Source document:
If you’re a serious Phantasy Star or Lunar fan, you’ll be like a kid in a Naula cake shop at Rebecca Capowski’s website.

Thanks to Rebecca, English speakers now can immerse themselves further into these worlds they love through novels, director interviews, dev-team discussion, and even more accurate translations of the games themselves.

Moreover, it’s clear Rebecca is truly passionate about these games, their characters, and their stories. You won’t find one ad on her site, nor squeals of “like and subscribe!” assaulting your senses. Translation is grueling, slow work, and the amount of content she’s translated simply for hobby is mind-blowing.

She also officially worked on the English translation of Phantasy Star Online 2, credited as a Language Specialist!

Rebecca is a talented writer, as well, so it seems appropriate that we deliver Episode 4 of Found in Fanslation to you through text!

Whether you’re into in-game lore enough to want to finally learn what “AW” means, or you simply want to better get to know your favorite characters, check out her website: ScenaryRecalled.com 

Found in Fanslation: Ep 04 – Text Adventures with Rebecca Capowski

Part 1: Phantasy Star and LUNAR (this page)
Part 2: Translation/Localization and Learning Japanese (next page)

PHANTASY STAR

What makes Phantasy Star so special to you?

Challenges:
**a)** According to the article, what kinds of material has Rebecca made available to English speakers through her translations? List each one.
**b)** Copy the article word for word from "Part 1: Phantasy" to "special to you?".

Extracted material:
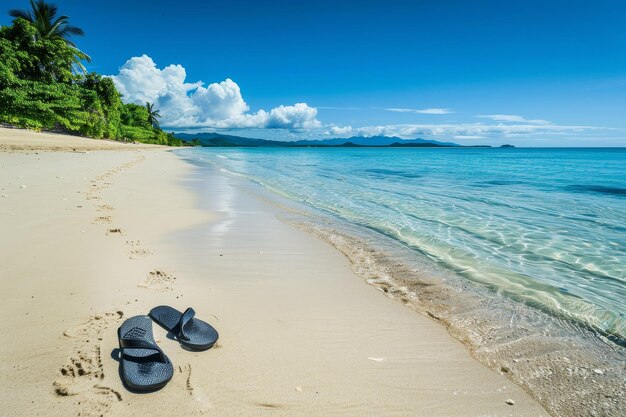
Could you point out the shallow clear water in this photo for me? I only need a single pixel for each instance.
(543, 226)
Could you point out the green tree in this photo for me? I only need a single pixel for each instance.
(43, 16)
(153, 115)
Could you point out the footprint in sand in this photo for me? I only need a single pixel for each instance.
(158, 280)
(202, 404)
(102, 220)
(138, 253)
(81, 377)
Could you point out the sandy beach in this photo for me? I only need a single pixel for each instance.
(91, 238)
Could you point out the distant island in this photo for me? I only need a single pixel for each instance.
(213, 139)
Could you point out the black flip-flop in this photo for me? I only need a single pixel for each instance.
(189, 331)
(144, 366)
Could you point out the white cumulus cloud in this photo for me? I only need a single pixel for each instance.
(474, 130)
(192, 105)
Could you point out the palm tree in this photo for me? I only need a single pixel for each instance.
(153, 115)
(43, 16)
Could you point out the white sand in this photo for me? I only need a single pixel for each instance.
(300, 334)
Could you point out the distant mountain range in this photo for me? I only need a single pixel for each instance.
(218, 139)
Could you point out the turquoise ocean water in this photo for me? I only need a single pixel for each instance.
(546, 227)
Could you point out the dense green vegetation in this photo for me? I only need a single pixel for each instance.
(44, 85)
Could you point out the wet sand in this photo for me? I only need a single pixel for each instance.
(92, 238)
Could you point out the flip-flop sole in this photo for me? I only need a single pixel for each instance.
(201, 335)
(142, 369)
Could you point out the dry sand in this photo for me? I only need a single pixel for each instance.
(89, 239)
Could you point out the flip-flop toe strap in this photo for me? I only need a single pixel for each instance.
(184, 319)
(141, 344)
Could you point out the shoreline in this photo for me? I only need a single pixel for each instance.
(92, 239)
(569, 368)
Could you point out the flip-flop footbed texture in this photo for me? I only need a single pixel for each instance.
(144, 366)
(189, 331)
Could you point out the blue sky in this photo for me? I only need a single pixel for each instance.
(529, 73)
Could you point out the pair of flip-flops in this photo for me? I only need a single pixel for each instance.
(144, 366)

Outputs in order:
**a)**
- Novels
- Director interviews
- Dev-team discussion
- More accurate translations of the games themselves

**b)**
Part 1: Phantasy Star and LUNAR (this page)
Part 2: Translation/Localization and Learning Japanese (next page)

PHANTASY STAR

What makes Phantasy Star so special to you?